I’ve quoted from the head of TED, Chris Anderson’s, comments regarding the situation, and this post is written in the form of a letter addressed to Mr Anderson. My comments regarding Mr. Anderson’s comments are below each quote.

>> “...we concluded that some of the essential issues raised by Coleman’s talk needed wider discussion, hence the decision to supplement the talk with a debate”

The obvious question, Mr. Anderson – which you do not answer in your response to Mr. Hughes’ complaints regarding his treatment by TED – is whether TED has EVER postponed publication of a talk pending “wider discussion” and a required additional debate on the topic? Did this, for example, happen following the 2014 TED talk that criticized color-blind social policies? If not – why was the Hughes talk singled out in the way that it was?

>>”The first is how unfair it is that Adam Grant got dragged into this.”

True – to a degree. And I am certainly not claiming that Mr Grant supported censorship of Coleman Hughes. However, as I noted in my review of the Leslie et al. (2020) meta-analysis paper, that paper has a number of really glaring weaknesses that Dr. Grant should have highlighted in his report regarding the current state of the science. I’m really surprised that he did not, because he is an accomplished social scientist who really couldn’t have failed to have noticed the paper’s weaknesses if he had done a thorough review of the paper rather than simply accepting the conclusions of the authors of the paper at face value.

>>”As the researchers themselves write: “Multiculturalism is more consistently associated with improved intergroup relations than any identity-blind ideology.”

That IS what the authors concluded. But, as I have noted above and elsewhere, the paper is so fatally flawed (and biased in its design) that Dr. Grant should have cautioned you against accepting the paper’s conclusions at face value.

>> “But when we have entered political waters, that content in recent years has indeed been more likely to use the language and ideas of progressives than conservatives. “

And why is that? Are you working to return some balance to the talks that are presented at TED? And by what measure would one classify Hughes’ talk as “conservative”? Hughes argues in favor of affirmative action based up social class. Is that a conservative idea? Is it “conservative” to argue that everyone should be treated equally, regardless of race? Is it “conservative” for professors to grade all students based upon the same rubric, regardless of each student’s race? If you are going to claim that Hughes’ ideas are “conservative”, it would seem to be incumbent upon you to justify that claim in some way.

···

▶ **EXERCISE REQUIREMENTS**
1. In the letter to Mr. Anderson, condense the paragraph that begins "True – to a degree." into a shorter version that keeps its main facts.
2. Reproduce the letter to Mr. Anderson word for word, starting at "And why is that?" and continuing down to "in some way.".

···

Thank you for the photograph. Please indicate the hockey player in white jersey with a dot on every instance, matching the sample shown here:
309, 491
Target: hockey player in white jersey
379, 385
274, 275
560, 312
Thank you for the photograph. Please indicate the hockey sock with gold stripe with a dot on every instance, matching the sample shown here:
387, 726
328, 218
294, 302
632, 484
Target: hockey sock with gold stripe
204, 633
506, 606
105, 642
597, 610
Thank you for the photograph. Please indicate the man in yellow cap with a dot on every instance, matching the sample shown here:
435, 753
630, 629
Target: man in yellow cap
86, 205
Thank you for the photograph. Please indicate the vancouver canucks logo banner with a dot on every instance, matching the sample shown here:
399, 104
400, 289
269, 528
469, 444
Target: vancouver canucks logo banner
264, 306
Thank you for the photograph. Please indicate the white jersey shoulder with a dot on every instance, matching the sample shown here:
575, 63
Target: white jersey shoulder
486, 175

···

▶ **RESPONSES**
1. The writer partly agrees that Adam Grant was unfairly dragged into the matter and does not claim he supported censoring Coleman Hughes. However, the writer's review of the Leslie et al. (2020) meta-analysis found glaring weaknesses that Grant should have pointed out in his report on the current state of the science. The writer is surprised that he did not, because an accomplished social scientist doing a thorough review could not have missed those weaknesses. He appears instead to have accepted the authors' conclusions at face value.

2.
And why is that? Are you working to return some balance to the talks that are presented at TED? And by what measure would one classify Hughes’ talk as “conservative”? Hughes argues in favor of affirmative action based up social class. Is that a conservative idea? Is it “conservative” to argue that everyone should be treated equally, regardless of race? Is it “conservative” for professors to grade all students based upon the same rubric, regardless of each student’s race? If you are going to claim that Hughes’ ideas are “conservative”, it would seem to be incumbent upon you to justify that claim in some way.